**Requirements**
Starting at the line that contains "Tag each instance of the yellow plate", transcribe every remaining line of the entries exactly, including the last one.

**Material to process**

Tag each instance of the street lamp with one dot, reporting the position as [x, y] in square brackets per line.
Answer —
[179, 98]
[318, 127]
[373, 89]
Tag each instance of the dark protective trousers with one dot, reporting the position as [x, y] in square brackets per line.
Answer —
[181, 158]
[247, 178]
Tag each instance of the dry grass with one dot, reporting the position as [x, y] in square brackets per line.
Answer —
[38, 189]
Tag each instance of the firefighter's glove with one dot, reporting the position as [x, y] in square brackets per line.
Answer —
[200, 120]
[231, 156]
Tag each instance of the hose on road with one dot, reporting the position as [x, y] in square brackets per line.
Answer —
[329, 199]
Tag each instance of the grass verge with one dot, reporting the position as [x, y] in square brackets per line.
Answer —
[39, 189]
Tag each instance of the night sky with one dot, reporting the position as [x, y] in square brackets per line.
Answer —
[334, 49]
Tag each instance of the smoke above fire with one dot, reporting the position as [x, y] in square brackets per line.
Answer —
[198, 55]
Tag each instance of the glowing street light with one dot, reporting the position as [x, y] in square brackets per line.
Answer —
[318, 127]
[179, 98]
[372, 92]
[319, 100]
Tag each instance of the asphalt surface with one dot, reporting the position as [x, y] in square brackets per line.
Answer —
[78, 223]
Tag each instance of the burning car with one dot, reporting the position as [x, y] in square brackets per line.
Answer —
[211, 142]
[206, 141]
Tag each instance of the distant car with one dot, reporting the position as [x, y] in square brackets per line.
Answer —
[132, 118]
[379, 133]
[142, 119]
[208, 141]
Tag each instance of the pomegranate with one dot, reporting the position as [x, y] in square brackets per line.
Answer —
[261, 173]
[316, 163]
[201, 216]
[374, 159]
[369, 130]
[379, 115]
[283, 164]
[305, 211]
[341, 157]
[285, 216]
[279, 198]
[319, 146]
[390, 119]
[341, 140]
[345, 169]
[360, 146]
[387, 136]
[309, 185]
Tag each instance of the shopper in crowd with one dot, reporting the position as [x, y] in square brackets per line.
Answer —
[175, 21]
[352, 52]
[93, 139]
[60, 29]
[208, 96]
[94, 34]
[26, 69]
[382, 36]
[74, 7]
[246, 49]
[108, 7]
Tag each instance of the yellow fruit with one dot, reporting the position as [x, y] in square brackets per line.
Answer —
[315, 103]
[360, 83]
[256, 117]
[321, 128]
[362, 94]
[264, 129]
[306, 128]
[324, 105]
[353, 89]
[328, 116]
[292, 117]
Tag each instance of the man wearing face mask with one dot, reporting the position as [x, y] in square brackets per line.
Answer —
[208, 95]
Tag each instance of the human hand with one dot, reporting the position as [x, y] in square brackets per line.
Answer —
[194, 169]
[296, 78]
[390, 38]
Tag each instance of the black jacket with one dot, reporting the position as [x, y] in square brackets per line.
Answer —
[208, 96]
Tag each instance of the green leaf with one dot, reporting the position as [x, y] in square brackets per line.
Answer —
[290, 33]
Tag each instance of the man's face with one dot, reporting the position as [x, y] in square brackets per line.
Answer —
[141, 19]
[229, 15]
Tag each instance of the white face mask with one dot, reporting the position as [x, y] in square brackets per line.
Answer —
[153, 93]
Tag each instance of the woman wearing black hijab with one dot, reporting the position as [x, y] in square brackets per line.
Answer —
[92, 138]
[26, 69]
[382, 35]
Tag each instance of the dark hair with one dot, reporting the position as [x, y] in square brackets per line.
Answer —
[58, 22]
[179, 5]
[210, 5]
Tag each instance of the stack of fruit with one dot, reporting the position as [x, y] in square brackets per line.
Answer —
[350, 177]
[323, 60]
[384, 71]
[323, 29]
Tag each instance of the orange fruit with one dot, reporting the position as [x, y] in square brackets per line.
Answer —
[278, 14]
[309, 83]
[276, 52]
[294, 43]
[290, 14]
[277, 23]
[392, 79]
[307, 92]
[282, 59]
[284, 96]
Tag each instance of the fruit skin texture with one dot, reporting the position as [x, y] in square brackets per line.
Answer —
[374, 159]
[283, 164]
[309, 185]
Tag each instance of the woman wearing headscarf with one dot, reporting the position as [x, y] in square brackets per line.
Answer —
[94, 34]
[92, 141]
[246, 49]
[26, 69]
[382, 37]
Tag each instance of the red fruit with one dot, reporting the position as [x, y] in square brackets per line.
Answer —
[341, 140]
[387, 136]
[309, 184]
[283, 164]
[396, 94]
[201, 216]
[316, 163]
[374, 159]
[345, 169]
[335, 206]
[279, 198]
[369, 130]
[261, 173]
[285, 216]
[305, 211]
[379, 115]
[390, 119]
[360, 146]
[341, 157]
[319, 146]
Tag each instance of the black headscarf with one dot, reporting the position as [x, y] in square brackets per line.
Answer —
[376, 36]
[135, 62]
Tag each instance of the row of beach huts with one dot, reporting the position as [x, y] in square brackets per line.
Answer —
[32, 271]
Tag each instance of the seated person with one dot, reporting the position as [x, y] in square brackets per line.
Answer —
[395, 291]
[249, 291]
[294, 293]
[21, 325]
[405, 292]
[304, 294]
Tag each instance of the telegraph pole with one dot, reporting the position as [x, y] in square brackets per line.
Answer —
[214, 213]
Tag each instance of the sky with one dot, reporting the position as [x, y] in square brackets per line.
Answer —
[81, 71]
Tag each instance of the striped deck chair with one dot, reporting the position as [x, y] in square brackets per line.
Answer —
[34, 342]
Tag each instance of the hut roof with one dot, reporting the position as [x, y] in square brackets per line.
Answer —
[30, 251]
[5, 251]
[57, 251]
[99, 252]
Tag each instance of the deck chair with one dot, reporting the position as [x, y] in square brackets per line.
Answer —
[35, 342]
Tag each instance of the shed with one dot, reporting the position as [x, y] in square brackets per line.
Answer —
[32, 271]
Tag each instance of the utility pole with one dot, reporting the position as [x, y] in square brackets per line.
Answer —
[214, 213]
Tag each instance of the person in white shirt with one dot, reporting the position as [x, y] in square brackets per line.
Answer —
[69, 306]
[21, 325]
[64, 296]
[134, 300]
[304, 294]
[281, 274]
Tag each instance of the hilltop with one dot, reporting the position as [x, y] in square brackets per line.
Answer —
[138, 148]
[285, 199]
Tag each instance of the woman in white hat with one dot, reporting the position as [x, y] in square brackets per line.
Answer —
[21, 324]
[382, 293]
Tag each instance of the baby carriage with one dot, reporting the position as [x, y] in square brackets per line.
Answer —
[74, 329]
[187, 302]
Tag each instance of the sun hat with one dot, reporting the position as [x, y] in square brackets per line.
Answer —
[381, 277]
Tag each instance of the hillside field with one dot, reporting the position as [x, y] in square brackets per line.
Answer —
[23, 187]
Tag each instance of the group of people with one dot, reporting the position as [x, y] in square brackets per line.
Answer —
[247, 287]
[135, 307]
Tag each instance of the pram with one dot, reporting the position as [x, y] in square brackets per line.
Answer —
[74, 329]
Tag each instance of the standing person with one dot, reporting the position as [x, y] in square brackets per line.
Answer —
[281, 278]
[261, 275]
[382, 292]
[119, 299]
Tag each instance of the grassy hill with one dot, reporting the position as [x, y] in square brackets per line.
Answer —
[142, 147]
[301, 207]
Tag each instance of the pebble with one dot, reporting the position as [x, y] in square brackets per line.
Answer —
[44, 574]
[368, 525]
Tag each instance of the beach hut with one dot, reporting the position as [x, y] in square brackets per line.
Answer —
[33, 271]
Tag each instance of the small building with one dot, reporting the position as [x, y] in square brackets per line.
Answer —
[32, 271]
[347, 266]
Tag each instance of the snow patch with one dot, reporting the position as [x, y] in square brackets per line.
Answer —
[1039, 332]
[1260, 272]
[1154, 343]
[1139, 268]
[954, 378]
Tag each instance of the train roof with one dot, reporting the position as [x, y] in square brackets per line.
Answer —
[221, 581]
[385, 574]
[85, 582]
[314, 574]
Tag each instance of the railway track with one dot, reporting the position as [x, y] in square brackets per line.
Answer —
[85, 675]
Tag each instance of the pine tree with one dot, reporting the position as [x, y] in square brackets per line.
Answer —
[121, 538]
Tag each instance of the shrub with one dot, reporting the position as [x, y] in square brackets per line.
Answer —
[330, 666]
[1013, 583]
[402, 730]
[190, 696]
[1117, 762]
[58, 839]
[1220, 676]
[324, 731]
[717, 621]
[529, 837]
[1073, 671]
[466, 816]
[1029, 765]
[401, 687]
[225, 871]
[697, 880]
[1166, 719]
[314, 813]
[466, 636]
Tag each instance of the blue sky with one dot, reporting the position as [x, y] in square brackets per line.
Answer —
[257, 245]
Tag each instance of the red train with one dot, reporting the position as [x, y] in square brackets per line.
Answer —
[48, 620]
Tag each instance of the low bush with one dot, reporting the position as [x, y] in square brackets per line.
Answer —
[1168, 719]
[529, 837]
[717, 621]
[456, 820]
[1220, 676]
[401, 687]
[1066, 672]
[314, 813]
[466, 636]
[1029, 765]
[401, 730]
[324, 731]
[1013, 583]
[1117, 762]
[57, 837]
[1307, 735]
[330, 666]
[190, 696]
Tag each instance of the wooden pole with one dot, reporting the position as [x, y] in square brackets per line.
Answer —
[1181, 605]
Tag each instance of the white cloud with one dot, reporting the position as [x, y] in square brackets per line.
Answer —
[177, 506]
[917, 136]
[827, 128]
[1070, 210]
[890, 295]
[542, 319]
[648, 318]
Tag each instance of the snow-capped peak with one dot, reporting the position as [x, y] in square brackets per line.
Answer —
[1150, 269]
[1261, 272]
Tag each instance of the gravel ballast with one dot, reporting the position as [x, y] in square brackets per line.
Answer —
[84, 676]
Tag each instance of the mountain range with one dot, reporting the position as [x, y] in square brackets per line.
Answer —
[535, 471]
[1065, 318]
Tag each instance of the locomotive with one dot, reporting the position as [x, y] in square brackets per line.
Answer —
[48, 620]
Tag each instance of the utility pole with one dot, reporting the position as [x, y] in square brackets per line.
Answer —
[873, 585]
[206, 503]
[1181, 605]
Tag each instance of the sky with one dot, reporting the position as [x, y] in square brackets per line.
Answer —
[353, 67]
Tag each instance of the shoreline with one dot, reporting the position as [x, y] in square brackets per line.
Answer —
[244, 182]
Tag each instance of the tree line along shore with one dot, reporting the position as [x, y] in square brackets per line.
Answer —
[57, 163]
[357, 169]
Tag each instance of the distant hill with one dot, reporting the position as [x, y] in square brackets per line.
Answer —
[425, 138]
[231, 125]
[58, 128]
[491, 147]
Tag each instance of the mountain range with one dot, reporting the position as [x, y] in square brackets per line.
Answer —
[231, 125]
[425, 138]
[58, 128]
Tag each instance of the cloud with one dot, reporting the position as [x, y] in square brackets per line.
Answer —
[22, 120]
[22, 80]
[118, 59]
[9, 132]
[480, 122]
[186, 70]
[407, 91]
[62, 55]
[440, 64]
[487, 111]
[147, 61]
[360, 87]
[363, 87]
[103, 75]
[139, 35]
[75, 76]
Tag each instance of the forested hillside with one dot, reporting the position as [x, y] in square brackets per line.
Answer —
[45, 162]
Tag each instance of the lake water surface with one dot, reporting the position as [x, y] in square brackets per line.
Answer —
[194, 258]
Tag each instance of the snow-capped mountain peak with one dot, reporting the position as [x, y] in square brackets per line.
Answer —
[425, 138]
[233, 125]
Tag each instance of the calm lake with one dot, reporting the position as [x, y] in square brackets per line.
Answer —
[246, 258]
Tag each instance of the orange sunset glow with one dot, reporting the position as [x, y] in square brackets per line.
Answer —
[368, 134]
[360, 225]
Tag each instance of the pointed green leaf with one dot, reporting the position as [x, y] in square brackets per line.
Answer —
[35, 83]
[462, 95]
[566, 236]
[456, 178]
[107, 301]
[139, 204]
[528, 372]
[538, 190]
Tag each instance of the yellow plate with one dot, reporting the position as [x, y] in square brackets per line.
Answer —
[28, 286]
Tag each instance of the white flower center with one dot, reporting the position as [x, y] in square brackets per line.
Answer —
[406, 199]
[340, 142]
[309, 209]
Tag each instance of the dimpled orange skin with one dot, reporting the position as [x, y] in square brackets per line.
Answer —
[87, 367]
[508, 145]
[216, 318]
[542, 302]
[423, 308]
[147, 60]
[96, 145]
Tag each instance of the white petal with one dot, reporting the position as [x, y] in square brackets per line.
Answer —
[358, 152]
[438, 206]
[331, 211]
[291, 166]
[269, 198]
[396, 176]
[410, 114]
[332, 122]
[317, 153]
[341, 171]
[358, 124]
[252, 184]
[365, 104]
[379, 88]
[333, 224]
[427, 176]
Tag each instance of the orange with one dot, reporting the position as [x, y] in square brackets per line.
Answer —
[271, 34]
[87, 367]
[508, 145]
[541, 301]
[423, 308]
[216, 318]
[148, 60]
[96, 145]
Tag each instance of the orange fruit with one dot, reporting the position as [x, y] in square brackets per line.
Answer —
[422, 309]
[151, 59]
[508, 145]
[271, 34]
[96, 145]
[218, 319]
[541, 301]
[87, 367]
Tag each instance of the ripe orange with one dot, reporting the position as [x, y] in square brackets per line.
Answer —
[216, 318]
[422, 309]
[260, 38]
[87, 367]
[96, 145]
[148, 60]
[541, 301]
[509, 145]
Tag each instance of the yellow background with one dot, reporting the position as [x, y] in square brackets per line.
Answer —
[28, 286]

**Exercise output**
Tag each instance of the yellow plate with one dot, reporting the position as [x, y] in square brackets per line.
Answer —
[28, 286]
Tag each instance of the white flower center with one dot, reporting the position as [x, y] in square brackets per line.
Answer —
[406, 199]
[340, 142]
[309, 209]
Tag each instance of the dimpled orange skin with one dot, reporting the position as [x, y] in square brackets per line.
Answer —
[87, 367]
[508, 145]
[216, 318]
[542, 302]
[423, 308]
[147, 60]
[96, 145]
Tag each instance of the white petal with one dot, reporting the position as [x, y] in square brackets per line.
Answer —
[358, 152]
[438, 206]
[331, 211]
[291, 166]
[269, 198]
[396, 176]
[410, 114]
[332, 122]
[317, 153]
[341, 171]
[358, 124]
[252, 184]
[365, 104]
[379, 88]
[333, 224]
[427, 176]
Tag each instance of the orange with one dot, reporting the position as [x, y] in square brackets per line.
Answer —
[271, 34]
[87, 367]
[508, 145]
[541, 301]
[423, 308]
[216, 318]
[148, 60]
[96, 145]
Tag each instance of the orange fruit with one dot, reporting the position as [x, y] in square brackets per line.
Answer —
[422, 309]
[151, 59]
[508, 145]
[271, 34]
[96, 145]
[218, 319]
[541, 301]
[87, 367]
Tag each instance of the ripe orange with one dot, reporting the position as [x, y] in square brackets per line.
Answer —
[216, 318]
[422, 309]
[260, 38]
[87, 367]
[96, 145]
[148, 60]
[541, 301]
[509, 145]
Tag each instance of the yellow background with one dot, reporting the position as [x, y] in square brackets per line.
Answer —
[28, 286]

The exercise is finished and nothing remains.